# What you are asked to do
Below are some records; output all of them exactly as they read.
+++ Given data
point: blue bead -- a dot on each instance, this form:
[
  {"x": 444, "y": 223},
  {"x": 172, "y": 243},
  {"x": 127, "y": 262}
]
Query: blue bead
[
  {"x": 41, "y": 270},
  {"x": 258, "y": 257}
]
++++++
# Task output
point: blue bead -- a dot on each instance, this form:
[
  {"x": 444, "y": 223},
  {"x": 172, "y": 243},
  {"x": 127, "y": 262}
]
Query: blue bead
[
  {"x": 41, "y": 270},
  {"x": 258, "y": 257}
]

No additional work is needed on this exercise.